*Exercise instructions*
Set down the records that follow in full and without changes.

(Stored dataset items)
*****

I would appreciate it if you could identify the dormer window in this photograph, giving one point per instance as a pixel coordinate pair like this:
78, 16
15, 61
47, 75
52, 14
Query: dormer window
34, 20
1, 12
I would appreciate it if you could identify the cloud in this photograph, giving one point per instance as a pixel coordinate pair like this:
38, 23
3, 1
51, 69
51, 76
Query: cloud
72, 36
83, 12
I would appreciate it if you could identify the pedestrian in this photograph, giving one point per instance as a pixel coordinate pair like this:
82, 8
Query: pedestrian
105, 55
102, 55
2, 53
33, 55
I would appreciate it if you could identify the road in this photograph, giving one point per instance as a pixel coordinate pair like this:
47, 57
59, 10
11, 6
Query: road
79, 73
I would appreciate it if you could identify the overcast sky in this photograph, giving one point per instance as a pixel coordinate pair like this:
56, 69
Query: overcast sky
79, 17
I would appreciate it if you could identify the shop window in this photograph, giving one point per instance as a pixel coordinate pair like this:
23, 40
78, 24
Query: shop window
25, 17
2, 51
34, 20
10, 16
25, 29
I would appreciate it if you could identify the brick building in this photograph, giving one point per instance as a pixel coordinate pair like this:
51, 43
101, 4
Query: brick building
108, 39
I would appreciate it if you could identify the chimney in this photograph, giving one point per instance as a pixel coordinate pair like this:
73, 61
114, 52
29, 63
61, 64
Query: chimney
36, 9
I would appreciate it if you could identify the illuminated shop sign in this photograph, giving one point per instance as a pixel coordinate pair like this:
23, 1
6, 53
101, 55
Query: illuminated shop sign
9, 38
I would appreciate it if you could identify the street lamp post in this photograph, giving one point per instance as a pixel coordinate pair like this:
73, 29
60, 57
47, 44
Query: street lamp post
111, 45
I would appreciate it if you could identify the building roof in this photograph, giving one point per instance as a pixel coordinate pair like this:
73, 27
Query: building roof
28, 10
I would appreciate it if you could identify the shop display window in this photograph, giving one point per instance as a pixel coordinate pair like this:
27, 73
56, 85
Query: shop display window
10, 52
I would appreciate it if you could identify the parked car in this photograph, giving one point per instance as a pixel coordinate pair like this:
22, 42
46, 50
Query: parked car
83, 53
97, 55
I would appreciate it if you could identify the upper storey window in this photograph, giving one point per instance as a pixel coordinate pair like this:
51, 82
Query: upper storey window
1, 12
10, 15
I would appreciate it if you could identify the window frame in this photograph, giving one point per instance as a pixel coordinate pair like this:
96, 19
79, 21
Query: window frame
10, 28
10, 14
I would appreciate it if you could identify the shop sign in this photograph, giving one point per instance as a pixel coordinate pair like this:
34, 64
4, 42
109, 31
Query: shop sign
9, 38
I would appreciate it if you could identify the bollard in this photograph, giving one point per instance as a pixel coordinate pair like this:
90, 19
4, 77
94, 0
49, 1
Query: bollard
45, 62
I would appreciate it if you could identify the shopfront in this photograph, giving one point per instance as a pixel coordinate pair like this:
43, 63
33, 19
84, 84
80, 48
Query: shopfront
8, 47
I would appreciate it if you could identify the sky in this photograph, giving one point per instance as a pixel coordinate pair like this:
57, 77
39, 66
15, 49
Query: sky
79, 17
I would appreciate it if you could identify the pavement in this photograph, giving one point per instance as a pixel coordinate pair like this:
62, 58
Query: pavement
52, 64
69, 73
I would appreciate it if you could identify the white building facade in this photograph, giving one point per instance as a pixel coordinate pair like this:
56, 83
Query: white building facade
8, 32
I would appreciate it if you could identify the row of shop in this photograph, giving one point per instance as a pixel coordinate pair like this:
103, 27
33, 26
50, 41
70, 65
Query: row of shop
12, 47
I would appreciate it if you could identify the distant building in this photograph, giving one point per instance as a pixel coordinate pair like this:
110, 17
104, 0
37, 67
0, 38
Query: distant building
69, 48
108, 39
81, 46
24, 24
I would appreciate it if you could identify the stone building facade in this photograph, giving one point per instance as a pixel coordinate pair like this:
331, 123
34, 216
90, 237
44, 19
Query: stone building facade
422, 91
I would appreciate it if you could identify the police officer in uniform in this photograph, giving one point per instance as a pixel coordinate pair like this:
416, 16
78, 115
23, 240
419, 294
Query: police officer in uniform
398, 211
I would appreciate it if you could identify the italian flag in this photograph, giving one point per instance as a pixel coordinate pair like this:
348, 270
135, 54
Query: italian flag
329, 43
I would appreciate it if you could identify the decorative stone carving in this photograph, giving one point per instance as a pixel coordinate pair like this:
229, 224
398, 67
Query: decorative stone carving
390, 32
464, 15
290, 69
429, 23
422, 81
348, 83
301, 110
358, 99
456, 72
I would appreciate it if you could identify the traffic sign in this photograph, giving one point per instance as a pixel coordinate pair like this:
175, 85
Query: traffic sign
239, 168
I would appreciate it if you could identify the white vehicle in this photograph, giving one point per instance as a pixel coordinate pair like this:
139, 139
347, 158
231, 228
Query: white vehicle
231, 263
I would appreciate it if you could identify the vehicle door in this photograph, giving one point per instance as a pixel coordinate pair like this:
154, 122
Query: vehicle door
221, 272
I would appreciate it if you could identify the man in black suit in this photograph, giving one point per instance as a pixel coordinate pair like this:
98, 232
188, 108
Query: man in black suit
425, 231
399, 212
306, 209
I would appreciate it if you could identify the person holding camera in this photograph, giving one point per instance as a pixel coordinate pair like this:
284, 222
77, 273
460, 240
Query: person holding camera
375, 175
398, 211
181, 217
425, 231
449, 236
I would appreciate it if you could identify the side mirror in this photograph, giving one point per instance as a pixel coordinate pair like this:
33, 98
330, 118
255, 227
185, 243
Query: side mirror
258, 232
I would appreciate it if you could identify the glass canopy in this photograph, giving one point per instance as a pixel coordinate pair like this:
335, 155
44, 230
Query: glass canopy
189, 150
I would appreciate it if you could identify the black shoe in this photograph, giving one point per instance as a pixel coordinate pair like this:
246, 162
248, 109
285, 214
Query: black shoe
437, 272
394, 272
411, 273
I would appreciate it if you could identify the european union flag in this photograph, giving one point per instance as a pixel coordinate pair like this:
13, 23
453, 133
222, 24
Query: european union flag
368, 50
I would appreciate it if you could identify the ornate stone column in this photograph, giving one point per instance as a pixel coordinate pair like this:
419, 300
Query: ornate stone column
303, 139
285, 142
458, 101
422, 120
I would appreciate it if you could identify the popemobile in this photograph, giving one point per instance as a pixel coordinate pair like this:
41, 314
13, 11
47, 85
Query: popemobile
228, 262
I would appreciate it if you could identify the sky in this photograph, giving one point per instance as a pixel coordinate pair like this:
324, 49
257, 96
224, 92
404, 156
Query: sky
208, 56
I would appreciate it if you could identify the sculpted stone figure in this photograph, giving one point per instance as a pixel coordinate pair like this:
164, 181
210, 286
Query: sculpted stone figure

*****

*Answer*
I would appreciate it if you could identify the dormer window in this photograph, giving one point per instance as a pixel coordinate pair like this:
78, 16
15, 61
47, 75
52, 14
Query: dormer window
34, 20
1, 12
I would appreciate it if you could identify the cloud in this photograph, giving one point per instance as a pixel coordinate pair like this:
38, 23
3, 1
51, 69
51, 76
Query: cloud
72, 36
83, 12
I would appreciate it if you could identify the pedestrian in this photograph, giving one point per instance as a pixel coordinate pair like this:
82, 8
Query: pedestrian
105, 55
102, 55
2, 53
33, 55
I would appreciate it if you could identify the road in this photograph, giving one point per instance as a pixel coordinate pair like this:
47, 57
59, 10
11, 6
Query: road
79, 73
I would appreciate it if you could identify the overcast sky in this photograph, giving one point per instance as a pixel coordinate pair like this:
56, 69
Query: overcast sky
79, 17
I would appreciate it if you could identify the shop window in this photograph, giving one point per instance as a pixel coordinate pair like this:
23, 40
78, 24
Query: shop window
25, 17
2, 51
34, 20
10, 16
25, 29
I would appreciate it if you could identify the brick building in this photograph, giving one point per instance as a pixel coordinate pair like this:
51, 43
101, 4
Query: brick building
108, 39
I would appreciate it if you could identify the chimney in this photograph, giving one point per instance as a pixel coordinate pair like this:
73, 61
114, 52
29, 63
61, 64
Query: chimney
36, 9
I would appreciate it if you could identify the illuminated shop sign in this photograph, giving one point per instance as a pixel coordinate pair like this:
23, 1
6, 53
101, 55
Query: illuminated shop sign
9, 38
I would appreciate it if you could identify the street lamp post in this photograph, giving one point per instance as a pixel coordinate pair like this:
73, 29
60, 57
47, 44
Query: street lamp post
111, 45
I would appreciate it if you could identify the building roof in this photograph, giving one point per instance as a pixel coordinate pair like this:
73, 27
Query: building roof
28, 10
I would appreciate it if you could identify the shop display window in this photograph, giving one point per instance as a pixel coordinate pair like this:
27, 73
56, 85
Query: shop display window
10, 52
I would appreciate it if you could identify the parked car in this photograph, giving one point per instance as a pixel coordinate pair like this:
22, 42
46, 50
Query: parked car
83, 53
97, 55
I would appreciate it if you could identify the upper storey window in this photograph, giving one point per instance as a pixel coordinate pair like this:
51, 82
Query: upper storey window
1, 12
10, 15
I would appreciate it if you could identify the window frame in this photograph, giving one point per instance as a pixel coordinate pair like this:
96, 19
79, 21
Query: window frame
10, 28
10, 14
I would appreciate it if you could identify the shop sign in this photograph, giving one point per instance as a pixel coordinate pair like this:
34, 64
4, 42
109, 31
Query: shop sign
9, 38
I would appreciate it if you could identify the bollard in this photograph, giving one point per instance as a pixel coordinate pair like this:
90, 19
4, 77
94, 0
49, 1
Query: bollard
45, 62
I would appreciate it if you could identify the shopfront in this photograph, giving one point per instance as a pixel coordinate pair like this:
43, 63
33, 19
84, 84
80, 48
Query: shopfront
8, 47
I would appreciate it if you could identify the sky in this photograph, giving one point per instance as a pixel coordinate pair like this:
57, 77
39, 66
15, 49
Query: sky
79, 17
I would appreciate it if you could identify the pavement in this photograph, giving one point per instance as a pixel coordinate pair like this:
62, 58
Query: pavement
52, 64
69, 73
I would appreciate it if you could identify the white building facade in this photograph, giving one point per instance as a pixel coordinate pair like this:
56, 83
Query: white building facade
8, 32
I would appreciate it if you could identify the row of shop in this photograph, giving one point per instance as a pixel coordinate pair like this:
103, 27
33, 26
50, 41
70, 65
Query: row of shop
12, 47
I would appreciate it if you could identify the distant building in this photograph, giving one point per instance as a pixel coordinate pair like this:
110, 17
104, 0
37, 67
0, 38
Query: distant building
69, 48
108, 39
81, 46
24, 24
I would appreciate it if you could identify the stone building facade in this photograph, giving one point per instance as a pixel coordinate pair like this:
331, 123
34, 216
90, 237
44, 19
Query: stone building facade
422, 91
I would appreciate it if you could identify the police officer in uniform in this photograph, giving one point per instance as a pixel coordinate pair like this:
416, 16
78, 115
23, 240
419, 294
Query: police officer in uniform
398, 211
I would appreciate it if you could identify the italian flag in this photograph, giving one point per instance as a pixel coordinate pair like this:
348, 270
135, 54
Query: italian flag
329, 43
I would appreciate it if you could identify the decorative stone carving in this photograph, giving one point per instance as a pixel coordinate pair like this:
229, 224
398, 67
Query: decorative stone carving
390, 32
464, 15
290, 69
429, 23
422, 81
348, 83
301, 110
358, 99
456, 72
I would appreciate it if you could identify the traffic sign in this photograph, giving one point per instance as a pixel coordinate pair like this:
175, 85
Query: traffic sign
239, 168
I would appreciate it if you could identify the white vehicle in this photograph, giving one point per instance as a pixel coordinate pair like this:
139, 139
347, 158
231, 228
Query: white vehicle
231, 263
I would appreciate it if you could identify the vehicle door in this photograph, giving one point per instance as a pixel coordinate pair like this:
154, 122
Query: vehicle door
221, 272
I would appreciate it if you could identify the man in black suit in this photograph, giving one point per instance as a pixel coordinate pair like this:
98, 232
188, 108
Query: man in black suit
425, 231
399, 212
306, 209
I would appreciate it if you could identify the person holding camera in this photograph, giving one point per instance as a pixel coordinate pair like this:
284, 222
77, 273
460, 240
Query: person holding camera
375, 175
398, 211
181, 217
425, 231
449, 236
I would appreciate it if you could identify the side mirror in this photograph, giving one point per instance as a pixel coordinate pair like this:
33, 98
330, 118
255, 227
185, 243
Query: side mirror
258, 232
I would appreciate it if you could identify the glass canopy in this photograph, giving one point per instance as a pixel coordinate pair like this:
335, 155
44, 230
Query: glass canopy
189, 150
I would appreciate it if you could identify the black shoe in this photograph, giving one point per instance as a pixel coordinate pair like this:
246, 162
248, 109
285, 214
Query: black shoe
437, 272
394, 272
411, 273
I would appreciate it if you could identify the european union flag in this photograph, giving one point per instance as a pixel coordinate pair like this:
13, 23
453, 133
222, 24
Query: european union flag
368, 50
I would appreciate it if you could identify the ornate stone column in this photograph, giving one point per instance as a pixel coordinate pair like this:
419, 300
Query: ornate stone column
303, 139
285, 142
458, 101
422, 120
I would appreciate it if you could identify the popemobile in this photograph, giving one point per instance as a pixel coordinate pair like this:
41, 314
13, 11
47, 85
Query: popemobile
228, 262
I would appreciate it if you could identify the sky in this photograph, giving one point per instance as a pixel coordinate pair like this:
324, 49
257, 96
224, 92
404, 156
Query: sky
208, 56
I would appreciate it if you could identify the sculpted stone figure in this photograph, giving one point per instance as a pixel coordinate pair like this:
164, 181
210, 286
Query: sculpted stone figure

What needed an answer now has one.